*Extracted text*.
Jaroslav Bulant
- Full name: Jaroslav Bulant
- Country (sports): Czechoslovakia Czech Republic
- Born: 21 April 1964 (age 61) Třebíč, Czechoslovakia
- Plays: Right–handed
- Prize money: $85,900

Singles
- Career record: 2–9
- Career titles: 0
- Highest ranking: No. 142 (3 April 1989)

Doubles
- Career record: 2–6
- Career titles: 0
- Highest ranking: No. 200 (13 February 1989)

= Jaroslav Bulant =

Czech tennis player (born 1964)

Jaroslav Bulant (born 21 April 1964) is a Czech former professional tennis player.

==Biography==
Bulant was born in Třebíč and based in Jihlava when he turned professional in 1986.

In 1988 he won a Challenger title in Zurich and made his first Grand Prix appearance, at the Prague Open. He reached his career best ranking of 142 in 1989, a year he appeared at five Grand Prix tournaments and won a further Challenger title in Nicosia. In 1994, by then competing on the ATP Tour, Bulant upset the world's 20th ranked player at the Colombia Open, Carlos Costa, who was also the top seed.

*Stated problem 1*. Return the records unchanged, starting at their first line and ending with the line containing "[[68,179],[6,179],[6,184],[41,184],[41,183],[66,183]]", both ends included. Leave the pictures out of what you return.

*Material for the task*.

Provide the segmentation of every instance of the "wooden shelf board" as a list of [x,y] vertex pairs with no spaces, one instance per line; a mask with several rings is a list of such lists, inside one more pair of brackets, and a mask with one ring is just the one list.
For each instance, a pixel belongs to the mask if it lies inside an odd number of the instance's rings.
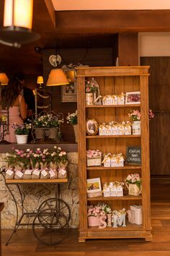
[[126,226],[117,226],[117,228],[106,227],[105,229],[98,229],[98,227],[92,226],[88,227],[88,231],[127,231],[127,230],[139,230],[142,229],[142,225],[131,224],[130,223],[126,223]]
[[68,179],[6,179],[6,184],[41,184],[41,183],[66,183]]
[[101,139],[101,138],[134,138],[140,137],[141,135],[86,135],[86,139]]
[[128,104],[128,105],[86,105],[86,108],[130,108],[140,107],[140,104]]
[[134,196],[126,195],[123,197],[90,197],[87,198],[88,201],[105,201],[105,200],[141,200],[142,196]]
[[89,166],[87,170],[128,170],[128,169],[141,169],[140,166],[124,166],[123,167],[104,167],[104,166]]

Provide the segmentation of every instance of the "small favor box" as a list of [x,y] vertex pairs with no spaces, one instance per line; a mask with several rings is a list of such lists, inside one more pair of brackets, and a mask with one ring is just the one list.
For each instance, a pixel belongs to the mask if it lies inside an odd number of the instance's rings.
[[87,166],[101,166],[102,157],[87,158]]

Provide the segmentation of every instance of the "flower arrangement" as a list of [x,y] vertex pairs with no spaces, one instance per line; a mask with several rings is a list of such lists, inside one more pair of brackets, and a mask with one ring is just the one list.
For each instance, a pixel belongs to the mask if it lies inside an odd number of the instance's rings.
[[141,114],[138,110],[131,110],[128,114],[128,116],[133,121],[140,121]]
[[102,153],[99,150],[89,150],[86,151],[86,156],[88,158],[102,157]]
[[94,81],[93,79],[91,81],[85,81],[86,93],[95,93],[97,90]]
[[57,116],[47,114],[36,117],[32,124],[35,128],[56,128],[59,127],[63,121],[63,119],[59,119]]
[[[128,116],[131,118],[133,121],[140,121],[141,114],[138,110],[131,110],[130,112],[128,114]],[[154,114],[153,113],[151,109],[148,110],[148,118],[151,120],[152,118],[154,117]]]
[[66,117],[67,124],[70,124],[72,125],[77,124],[77,110],[76,110],[73,113],[68,113],[68,116]]
[[17,135],[28,135],[32,127],[31,124],[24,123],[23,124],[17,124],[14,123],[12,127],[14,129],[14,133]]
[[125,182],[129,184],[135,184],[139,188],[140,188],[142,184],[139,174],[128,174]]

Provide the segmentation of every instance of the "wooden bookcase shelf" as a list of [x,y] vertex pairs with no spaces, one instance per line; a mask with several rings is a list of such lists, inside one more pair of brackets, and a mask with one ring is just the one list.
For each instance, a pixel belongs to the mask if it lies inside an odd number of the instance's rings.
[[99,170],[140,170],[140,166],[124,166],[122,167],[104,167],[104,166],[89,166],[87,170],[99,171]]
[[[148,132],[148,69],[149,67],[79,67],[76,69],[78,119],[79,119],[79,242],[88,239],[144,238],[152,240],[150,220],[150,166]],[[91,77],[97,81],[102,96],[126,92],[140,91],[140,104],[86,106],[85,103],[85,80]],[[141,112],[141,135],[87,135],[86,119],[97,119],[99,124],[111,121],[122,122],[129,120],[130,110]],[[122,140],[120,140],[120,139]],[[100,140],[99,140],[100,139]],[[125,155],[128,146],[141,147],[141,166],[123,167],[86,166],[86,150],[99,149],[102,153],[118,153]],[[88,198],[86,179],[100,178],[102,187],[104,182],[123,182],[130,173],[139,172],[143,179],[143,193],[140,196],[103,196]],[[112,210],[123,208],[128,210],[133,204],[143,207],[143,224],[127,223],[119,226],[101,229],[88,226],[87,206],[97,202],[109,203]]]
[[123,197],[97,197],[87,198],[88,201],[108,201],[108,200],[141,200],[142,197],[126,195]]
[[102,138],[135,138],[140,137],[140,135],[87,135],[86,139],[102,139]]
[[140,104],[128,104],[128,105],[86,105],[86,108],[137,108]]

*Stated problem 2*. In the Jaroslav Bulant text, who was the top seed he upset at the Colombia Open in 1994?

*Correct answer 1*.
Provide the segmentation of every instance of the "wooden shelf board" as a list of [x,y] vertex pairs with no spaces, one instance per line; a mask with several rings is a list of such lists, inside one more pair of brackets, and a mask with one ring is just the one list.
For each instance, a pixel belongs to the mask if it lies inside an odd number of the instance's rings.
[[126,226],[117,226],[117,228],[106,227],[105,229],[98,229],[98,227],[92,226],[88,227],[88,231],[127,231],[127,230],[139,230],[142,229],[142,225],[131,224],[130,223],[126,223]]
[[68,179],[6,179],[6,184],[41,184],[41,183],[66,183]]

*Correct answer 2*. Carlos Costa, the world's 20th ranked player.